**TASK REQUIREMENTS**
The data below has to be returned exactly, down to the last character.
***** GIVEN DATA
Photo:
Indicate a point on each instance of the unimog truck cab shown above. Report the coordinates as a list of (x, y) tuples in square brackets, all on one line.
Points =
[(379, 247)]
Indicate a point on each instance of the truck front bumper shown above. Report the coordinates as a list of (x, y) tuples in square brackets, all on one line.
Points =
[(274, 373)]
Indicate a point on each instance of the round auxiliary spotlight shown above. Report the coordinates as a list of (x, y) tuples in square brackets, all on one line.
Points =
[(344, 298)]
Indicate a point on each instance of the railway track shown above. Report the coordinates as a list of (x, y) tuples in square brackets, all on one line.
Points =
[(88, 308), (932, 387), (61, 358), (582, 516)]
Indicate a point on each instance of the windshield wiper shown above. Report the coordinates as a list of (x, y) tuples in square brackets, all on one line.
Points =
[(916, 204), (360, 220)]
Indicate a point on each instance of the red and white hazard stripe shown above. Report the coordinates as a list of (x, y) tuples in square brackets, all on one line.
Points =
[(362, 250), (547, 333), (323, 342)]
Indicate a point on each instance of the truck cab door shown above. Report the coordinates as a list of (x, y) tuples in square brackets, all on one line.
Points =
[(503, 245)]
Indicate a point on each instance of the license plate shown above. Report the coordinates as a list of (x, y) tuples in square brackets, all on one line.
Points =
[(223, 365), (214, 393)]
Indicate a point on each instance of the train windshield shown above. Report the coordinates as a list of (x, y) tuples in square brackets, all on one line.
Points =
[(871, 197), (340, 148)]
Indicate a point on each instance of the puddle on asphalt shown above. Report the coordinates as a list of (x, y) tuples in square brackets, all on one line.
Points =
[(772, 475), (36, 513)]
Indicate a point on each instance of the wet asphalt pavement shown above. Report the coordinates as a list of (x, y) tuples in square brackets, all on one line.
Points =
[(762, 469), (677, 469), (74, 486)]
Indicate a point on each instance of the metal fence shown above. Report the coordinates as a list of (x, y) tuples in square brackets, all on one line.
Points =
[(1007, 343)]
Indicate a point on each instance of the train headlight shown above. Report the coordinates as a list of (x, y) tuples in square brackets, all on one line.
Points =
**********
**RESULT OF THIS EXERCISE**
Photo:
Indicate a point on each instance of the unimog truck cab shown above. Report the coordinates as a list of (x, y) tuples in square brackets, all on one line.
Points =
[(379, 247)]
Indicate a point on each instance of the truck front bumper shown above. Report the coordinates as a list of (x, y) tuples in square brackets, all on one line.
Points =
[(274, 373)]
Indicate a point on each instance of the round auxiliary spotlight shown above. Report the coordinates as a list of (x, y) tuples in square brackets, all on one line.
Points =
[(344, 298)]
Indicate a point on each instance of the railway track shown above. Report the coordinates as a list of (x, y) tuples in square brackets, all on one line.
Points =
[(88, 308), (932, 387), (61, 358), (582, 516)]
Indicate a point on each instance of the windshield wiper shown above. Report the coordinates as a list of (x, y) tuples in square brackets, all on one line.
Points =
[(916, 204), (360, 220)]
Indicate a point on each instance of the red and white hazard stripe shown above. Report the coordinates as a list of (x, y) tuples in square brackets, all on one line.
Points =
[(362, 250), (547, 333), (323, 342)]
Indicate a point on each instance of the truck cab door shown above. Report the coordinates as a list of (x, y) tuples in square brackets, all on one line.
Points =
[(503, 245)]
Indicate a point on each instance of the license plate shown above. Report the coordinates as a list of (x, y) tuples in square brackets, all on one line.
Points =
[(223, 365), (214, 393)]
Indicate a point on each instance of the train windshield shown above. Report the coordinates as a list of (x, y) tuples in square brackets, all on one line.
Points =
[(871, 197), (340, 148)]
Indicate a point on each instance of the puddle on asphalt shown above. Report the coordinates as a list of (x, y) tuples in square brackets, all on one line.
Points =
[(772, 475), (36, 513)]
Indicate a point on each instance of the wet asphalt pavement shown above. Report the coordinates as a list of (x, y) tuples in square brackets, all on one line.
Points =
[(762, 469), (677, 469), (74, 486)]
Indicate a point on each instance of the metal fence shown above. Report the coordinates as a list of (x, y) tuples in square brackets, all on one line.
Points =
[(1007, 343)]
Indicate a point on each instance of the train headlight shown above. Report the coordinates as a list of (x, y) tuples in square brackets, all on one line.
Points =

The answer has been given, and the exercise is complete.